Given records -

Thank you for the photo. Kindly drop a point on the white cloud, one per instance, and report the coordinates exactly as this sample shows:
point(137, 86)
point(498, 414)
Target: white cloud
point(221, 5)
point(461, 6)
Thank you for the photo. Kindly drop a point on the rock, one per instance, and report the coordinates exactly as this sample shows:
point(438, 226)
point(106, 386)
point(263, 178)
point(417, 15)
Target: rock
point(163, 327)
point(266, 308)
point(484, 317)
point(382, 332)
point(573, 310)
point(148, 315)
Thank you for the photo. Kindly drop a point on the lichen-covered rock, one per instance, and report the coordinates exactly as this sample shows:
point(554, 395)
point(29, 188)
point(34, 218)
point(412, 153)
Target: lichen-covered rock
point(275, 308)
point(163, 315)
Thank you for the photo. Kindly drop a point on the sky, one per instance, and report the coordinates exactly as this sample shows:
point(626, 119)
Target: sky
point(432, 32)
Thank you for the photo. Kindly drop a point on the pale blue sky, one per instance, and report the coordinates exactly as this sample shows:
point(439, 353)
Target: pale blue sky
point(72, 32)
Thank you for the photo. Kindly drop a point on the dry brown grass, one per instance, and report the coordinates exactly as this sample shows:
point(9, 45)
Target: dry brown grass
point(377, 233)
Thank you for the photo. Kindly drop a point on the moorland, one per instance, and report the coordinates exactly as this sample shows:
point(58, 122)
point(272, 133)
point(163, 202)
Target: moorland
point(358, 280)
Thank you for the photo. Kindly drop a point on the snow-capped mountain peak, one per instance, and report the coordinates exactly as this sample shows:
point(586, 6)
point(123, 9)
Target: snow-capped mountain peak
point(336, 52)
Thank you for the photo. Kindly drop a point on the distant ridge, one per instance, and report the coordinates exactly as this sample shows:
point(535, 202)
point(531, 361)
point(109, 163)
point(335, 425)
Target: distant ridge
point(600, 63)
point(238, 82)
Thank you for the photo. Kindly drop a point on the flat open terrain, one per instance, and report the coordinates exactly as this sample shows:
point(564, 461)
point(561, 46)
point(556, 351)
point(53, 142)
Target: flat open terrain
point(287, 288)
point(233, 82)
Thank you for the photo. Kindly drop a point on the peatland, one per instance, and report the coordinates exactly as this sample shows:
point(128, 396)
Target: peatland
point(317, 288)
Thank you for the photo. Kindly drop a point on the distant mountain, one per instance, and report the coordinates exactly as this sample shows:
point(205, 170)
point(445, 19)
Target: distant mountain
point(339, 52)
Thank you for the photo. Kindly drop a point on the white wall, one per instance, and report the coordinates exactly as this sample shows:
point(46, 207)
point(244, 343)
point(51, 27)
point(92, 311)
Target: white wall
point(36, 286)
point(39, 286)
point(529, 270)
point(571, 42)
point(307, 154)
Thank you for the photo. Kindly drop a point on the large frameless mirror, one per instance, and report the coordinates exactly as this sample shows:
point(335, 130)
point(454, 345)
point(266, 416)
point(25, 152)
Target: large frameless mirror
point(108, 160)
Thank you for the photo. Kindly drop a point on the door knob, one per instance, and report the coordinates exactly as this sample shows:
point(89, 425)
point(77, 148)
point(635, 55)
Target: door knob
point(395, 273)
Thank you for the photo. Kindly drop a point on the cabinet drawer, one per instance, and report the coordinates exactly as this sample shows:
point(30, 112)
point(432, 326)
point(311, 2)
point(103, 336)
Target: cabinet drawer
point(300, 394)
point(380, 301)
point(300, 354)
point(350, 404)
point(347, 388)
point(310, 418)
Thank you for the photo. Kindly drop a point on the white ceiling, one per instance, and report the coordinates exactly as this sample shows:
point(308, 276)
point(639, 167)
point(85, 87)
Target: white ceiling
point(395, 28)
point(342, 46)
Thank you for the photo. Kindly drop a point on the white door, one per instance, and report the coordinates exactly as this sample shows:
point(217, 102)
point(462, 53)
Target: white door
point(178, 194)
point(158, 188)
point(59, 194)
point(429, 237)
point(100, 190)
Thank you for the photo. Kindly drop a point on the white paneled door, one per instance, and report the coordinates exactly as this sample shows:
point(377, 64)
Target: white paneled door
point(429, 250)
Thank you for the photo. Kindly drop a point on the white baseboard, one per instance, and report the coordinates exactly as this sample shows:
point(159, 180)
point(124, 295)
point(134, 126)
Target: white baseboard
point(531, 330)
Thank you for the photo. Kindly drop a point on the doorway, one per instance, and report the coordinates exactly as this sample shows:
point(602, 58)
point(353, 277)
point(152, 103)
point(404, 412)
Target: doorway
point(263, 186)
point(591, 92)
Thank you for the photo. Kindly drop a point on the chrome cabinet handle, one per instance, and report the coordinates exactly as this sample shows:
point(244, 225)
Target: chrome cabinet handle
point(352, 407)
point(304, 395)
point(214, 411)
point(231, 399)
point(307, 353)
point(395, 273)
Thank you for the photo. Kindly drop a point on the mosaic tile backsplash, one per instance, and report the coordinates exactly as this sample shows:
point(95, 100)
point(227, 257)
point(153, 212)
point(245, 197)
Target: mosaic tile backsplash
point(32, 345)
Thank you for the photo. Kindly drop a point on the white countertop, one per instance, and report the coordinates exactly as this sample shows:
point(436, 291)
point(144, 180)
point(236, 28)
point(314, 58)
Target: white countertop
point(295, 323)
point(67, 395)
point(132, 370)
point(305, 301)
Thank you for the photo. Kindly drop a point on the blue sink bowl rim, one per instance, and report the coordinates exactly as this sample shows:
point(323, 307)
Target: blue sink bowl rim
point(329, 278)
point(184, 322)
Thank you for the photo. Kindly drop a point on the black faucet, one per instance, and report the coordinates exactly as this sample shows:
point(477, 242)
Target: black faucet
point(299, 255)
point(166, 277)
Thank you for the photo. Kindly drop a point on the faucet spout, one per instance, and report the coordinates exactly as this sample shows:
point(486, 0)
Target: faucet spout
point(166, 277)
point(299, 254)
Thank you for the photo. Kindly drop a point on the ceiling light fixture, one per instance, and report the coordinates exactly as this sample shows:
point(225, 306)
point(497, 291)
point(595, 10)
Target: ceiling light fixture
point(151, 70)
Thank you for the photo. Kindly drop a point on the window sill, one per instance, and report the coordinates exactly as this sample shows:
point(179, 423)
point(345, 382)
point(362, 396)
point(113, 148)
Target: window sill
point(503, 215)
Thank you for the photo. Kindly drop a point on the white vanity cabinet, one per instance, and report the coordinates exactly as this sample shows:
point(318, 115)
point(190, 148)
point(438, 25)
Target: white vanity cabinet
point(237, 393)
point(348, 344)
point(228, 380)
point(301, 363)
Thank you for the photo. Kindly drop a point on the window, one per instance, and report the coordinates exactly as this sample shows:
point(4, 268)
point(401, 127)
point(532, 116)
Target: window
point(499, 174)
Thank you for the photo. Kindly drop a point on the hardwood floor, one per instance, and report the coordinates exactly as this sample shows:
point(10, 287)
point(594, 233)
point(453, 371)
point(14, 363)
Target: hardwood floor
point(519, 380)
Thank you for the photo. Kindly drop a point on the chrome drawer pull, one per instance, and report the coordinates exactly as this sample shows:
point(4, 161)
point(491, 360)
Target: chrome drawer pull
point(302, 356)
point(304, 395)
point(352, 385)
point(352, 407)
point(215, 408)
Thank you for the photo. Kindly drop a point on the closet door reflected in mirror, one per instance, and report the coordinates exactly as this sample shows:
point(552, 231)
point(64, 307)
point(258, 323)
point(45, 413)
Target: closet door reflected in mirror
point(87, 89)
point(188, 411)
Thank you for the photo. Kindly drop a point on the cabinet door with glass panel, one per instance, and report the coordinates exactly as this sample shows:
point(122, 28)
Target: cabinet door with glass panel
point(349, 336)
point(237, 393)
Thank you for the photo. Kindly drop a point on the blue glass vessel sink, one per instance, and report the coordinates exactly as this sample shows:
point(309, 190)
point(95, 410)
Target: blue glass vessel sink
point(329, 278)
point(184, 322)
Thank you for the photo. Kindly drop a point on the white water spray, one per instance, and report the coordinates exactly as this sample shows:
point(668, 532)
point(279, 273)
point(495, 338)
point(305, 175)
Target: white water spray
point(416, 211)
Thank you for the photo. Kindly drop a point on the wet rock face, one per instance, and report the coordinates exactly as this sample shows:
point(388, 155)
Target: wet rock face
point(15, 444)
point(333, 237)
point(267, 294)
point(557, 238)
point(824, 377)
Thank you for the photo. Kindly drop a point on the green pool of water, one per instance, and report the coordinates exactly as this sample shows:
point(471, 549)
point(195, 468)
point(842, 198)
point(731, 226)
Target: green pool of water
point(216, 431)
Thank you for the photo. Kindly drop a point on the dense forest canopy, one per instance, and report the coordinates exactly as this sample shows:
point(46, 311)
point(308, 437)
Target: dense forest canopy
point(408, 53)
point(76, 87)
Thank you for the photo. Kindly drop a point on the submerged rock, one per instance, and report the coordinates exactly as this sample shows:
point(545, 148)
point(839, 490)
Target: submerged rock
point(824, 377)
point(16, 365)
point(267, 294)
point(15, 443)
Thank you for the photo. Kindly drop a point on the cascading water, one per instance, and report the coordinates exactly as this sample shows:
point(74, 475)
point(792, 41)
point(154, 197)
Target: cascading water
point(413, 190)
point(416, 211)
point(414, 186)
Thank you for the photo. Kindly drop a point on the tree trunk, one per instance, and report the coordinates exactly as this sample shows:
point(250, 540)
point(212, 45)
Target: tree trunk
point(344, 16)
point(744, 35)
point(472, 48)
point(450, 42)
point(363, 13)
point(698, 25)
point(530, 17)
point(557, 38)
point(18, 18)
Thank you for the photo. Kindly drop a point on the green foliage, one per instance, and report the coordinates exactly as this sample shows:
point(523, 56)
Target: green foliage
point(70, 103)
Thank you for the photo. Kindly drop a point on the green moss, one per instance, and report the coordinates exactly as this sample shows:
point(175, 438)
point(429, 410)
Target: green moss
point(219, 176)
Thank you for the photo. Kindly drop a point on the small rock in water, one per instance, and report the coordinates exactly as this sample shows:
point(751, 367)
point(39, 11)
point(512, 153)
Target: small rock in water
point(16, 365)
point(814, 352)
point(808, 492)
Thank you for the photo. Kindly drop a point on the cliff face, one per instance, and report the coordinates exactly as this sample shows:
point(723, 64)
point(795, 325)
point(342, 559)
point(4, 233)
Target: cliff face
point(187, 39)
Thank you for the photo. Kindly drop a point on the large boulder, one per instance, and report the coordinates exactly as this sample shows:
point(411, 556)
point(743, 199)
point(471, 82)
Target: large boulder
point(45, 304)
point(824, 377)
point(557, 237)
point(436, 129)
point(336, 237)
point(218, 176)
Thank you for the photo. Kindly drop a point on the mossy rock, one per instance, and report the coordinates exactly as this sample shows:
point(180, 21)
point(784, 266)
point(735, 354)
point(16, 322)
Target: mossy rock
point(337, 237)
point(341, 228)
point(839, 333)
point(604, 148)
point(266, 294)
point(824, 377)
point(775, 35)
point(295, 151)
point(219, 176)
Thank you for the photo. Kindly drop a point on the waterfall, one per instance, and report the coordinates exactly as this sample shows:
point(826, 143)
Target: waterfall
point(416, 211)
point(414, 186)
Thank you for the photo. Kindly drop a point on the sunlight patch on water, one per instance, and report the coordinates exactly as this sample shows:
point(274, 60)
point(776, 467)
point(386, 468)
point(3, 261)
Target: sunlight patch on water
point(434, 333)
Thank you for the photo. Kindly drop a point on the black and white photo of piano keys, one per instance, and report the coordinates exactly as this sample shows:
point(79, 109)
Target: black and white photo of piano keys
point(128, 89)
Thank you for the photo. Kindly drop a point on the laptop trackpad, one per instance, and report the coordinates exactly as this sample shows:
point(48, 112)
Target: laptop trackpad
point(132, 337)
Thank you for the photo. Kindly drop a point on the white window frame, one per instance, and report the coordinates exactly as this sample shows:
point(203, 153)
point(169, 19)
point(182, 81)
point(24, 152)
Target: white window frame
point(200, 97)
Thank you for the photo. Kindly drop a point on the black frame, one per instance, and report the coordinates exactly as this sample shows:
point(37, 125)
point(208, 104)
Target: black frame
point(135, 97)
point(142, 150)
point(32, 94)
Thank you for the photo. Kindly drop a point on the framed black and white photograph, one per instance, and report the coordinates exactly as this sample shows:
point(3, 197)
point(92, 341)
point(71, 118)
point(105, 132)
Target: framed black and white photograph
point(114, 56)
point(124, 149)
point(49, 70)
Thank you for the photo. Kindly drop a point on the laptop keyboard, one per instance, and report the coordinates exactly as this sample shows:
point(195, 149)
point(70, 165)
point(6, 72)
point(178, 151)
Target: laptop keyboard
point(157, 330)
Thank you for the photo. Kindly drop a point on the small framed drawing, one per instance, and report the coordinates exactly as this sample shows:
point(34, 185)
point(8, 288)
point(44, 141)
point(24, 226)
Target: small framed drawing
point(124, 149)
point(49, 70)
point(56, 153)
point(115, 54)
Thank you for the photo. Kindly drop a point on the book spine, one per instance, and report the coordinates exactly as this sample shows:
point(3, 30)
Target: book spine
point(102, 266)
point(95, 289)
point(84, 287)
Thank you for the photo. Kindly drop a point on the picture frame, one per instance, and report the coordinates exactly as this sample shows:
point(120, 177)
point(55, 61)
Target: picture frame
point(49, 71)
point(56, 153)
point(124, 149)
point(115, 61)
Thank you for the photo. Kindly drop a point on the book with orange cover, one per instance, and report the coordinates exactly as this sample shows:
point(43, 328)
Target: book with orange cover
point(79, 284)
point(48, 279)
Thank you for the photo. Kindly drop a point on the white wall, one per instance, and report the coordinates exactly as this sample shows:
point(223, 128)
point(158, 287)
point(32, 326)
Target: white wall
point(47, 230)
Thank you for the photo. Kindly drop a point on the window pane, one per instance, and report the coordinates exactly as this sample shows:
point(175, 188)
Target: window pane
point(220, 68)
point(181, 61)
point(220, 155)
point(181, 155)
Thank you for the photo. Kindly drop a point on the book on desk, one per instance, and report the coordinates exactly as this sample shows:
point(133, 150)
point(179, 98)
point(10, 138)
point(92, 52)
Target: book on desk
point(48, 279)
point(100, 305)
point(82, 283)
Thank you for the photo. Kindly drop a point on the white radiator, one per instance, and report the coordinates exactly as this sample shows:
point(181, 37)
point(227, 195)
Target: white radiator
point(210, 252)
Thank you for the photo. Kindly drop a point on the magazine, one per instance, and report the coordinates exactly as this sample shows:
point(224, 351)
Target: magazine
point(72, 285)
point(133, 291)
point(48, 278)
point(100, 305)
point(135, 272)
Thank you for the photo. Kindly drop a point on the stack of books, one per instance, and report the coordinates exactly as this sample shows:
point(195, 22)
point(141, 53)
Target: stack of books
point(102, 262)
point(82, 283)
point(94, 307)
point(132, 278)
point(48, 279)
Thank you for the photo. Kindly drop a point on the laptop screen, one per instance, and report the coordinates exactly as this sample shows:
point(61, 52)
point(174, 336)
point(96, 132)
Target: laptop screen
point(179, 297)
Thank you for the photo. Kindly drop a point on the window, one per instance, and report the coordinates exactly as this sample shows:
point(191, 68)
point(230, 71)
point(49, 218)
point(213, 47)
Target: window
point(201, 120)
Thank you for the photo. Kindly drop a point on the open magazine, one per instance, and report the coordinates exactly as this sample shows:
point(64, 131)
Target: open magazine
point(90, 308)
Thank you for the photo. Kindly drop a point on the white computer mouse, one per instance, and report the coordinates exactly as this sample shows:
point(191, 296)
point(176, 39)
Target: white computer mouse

What the exercise asks - Count how many lines in the listing above contain the word "mouse", and respond with only that number.

Exercise response - 2